:: Information given ::
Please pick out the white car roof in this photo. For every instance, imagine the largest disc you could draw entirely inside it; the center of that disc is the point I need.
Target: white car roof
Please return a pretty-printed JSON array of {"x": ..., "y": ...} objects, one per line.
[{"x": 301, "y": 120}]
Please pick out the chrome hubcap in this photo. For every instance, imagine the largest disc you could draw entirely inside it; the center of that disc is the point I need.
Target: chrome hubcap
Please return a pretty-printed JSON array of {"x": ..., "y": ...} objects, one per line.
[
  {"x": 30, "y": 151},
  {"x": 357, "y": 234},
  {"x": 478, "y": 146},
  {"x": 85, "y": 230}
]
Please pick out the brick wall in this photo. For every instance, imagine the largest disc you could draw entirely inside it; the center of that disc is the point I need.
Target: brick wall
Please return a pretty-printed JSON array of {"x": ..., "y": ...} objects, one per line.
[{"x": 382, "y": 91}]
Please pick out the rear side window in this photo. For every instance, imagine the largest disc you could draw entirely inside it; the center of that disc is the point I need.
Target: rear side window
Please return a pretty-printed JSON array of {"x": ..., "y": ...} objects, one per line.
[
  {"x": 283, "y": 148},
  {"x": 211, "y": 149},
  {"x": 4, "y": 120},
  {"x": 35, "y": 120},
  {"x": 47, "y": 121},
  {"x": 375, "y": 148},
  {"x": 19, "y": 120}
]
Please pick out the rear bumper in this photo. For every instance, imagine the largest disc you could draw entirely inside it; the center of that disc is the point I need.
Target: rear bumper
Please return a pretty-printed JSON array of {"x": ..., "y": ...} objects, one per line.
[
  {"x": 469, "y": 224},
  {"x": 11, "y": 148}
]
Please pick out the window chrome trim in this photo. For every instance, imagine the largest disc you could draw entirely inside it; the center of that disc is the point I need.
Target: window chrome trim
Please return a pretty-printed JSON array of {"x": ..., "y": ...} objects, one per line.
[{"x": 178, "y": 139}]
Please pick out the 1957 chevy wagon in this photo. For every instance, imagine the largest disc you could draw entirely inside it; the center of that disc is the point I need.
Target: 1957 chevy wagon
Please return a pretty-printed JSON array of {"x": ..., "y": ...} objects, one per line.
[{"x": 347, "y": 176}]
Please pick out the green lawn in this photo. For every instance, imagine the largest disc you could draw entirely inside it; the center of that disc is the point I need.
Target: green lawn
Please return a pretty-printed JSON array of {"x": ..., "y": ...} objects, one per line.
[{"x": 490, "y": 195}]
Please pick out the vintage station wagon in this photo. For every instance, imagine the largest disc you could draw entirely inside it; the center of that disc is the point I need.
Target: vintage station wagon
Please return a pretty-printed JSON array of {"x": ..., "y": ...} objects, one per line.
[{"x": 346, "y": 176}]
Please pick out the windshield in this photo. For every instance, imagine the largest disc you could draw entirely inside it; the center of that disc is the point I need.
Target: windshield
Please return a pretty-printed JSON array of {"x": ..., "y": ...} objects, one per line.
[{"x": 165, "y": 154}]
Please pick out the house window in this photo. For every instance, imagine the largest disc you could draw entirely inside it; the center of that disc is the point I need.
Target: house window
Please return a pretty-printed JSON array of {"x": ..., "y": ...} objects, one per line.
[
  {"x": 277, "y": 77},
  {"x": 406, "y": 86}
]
* * *
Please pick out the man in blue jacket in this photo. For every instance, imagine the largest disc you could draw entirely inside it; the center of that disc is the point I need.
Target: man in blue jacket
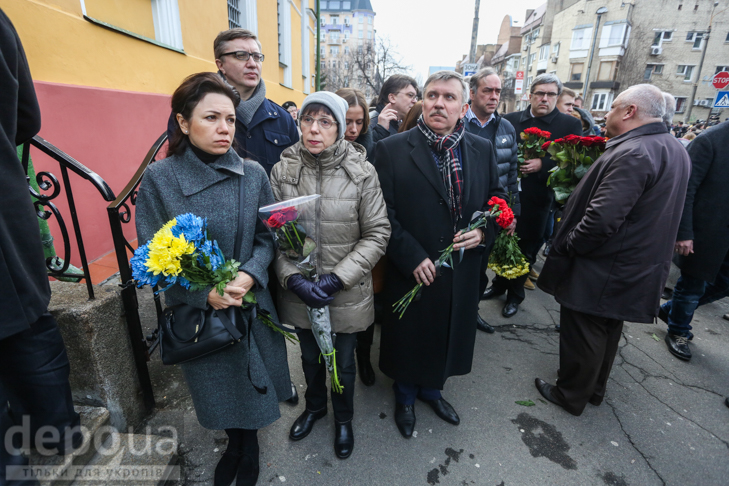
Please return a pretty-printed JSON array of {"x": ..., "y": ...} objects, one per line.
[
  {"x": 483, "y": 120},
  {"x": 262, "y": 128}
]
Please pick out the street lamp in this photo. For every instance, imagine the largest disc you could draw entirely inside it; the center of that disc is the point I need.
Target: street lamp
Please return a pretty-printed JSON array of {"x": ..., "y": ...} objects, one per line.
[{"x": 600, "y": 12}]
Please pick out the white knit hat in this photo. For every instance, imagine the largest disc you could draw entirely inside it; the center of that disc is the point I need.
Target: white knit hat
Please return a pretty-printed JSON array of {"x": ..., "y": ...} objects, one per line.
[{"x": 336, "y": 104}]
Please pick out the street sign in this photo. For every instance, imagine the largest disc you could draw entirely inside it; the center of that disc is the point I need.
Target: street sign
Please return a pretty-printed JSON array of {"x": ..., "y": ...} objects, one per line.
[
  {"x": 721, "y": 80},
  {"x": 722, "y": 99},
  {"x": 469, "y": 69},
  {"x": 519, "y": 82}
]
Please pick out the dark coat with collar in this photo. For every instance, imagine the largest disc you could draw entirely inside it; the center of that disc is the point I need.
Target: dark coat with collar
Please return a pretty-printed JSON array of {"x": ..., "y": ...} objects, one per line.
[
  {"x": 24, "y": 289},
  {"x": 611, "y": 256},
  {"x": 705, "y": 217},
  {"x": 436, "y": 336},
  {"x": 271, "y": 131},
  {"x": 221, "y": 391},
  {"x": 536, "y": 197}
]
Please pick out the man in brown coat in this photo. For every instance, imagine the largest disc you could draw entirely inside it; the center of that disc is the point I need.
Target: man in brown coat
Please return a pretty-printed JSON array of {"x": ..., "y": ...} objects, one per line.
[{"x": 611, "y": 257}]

:: What needs to be done ::
Pull out every line in the entries above that contains the string "trim", copying each line in full. Matching is case-sensitive.

:: Result of this exercise ::
Please pick out the window chrome trim in this photo. For every instance, imagine the largest disc you could draw entirely inside it; the center of that disc is the point I need.
Target: window chrome trim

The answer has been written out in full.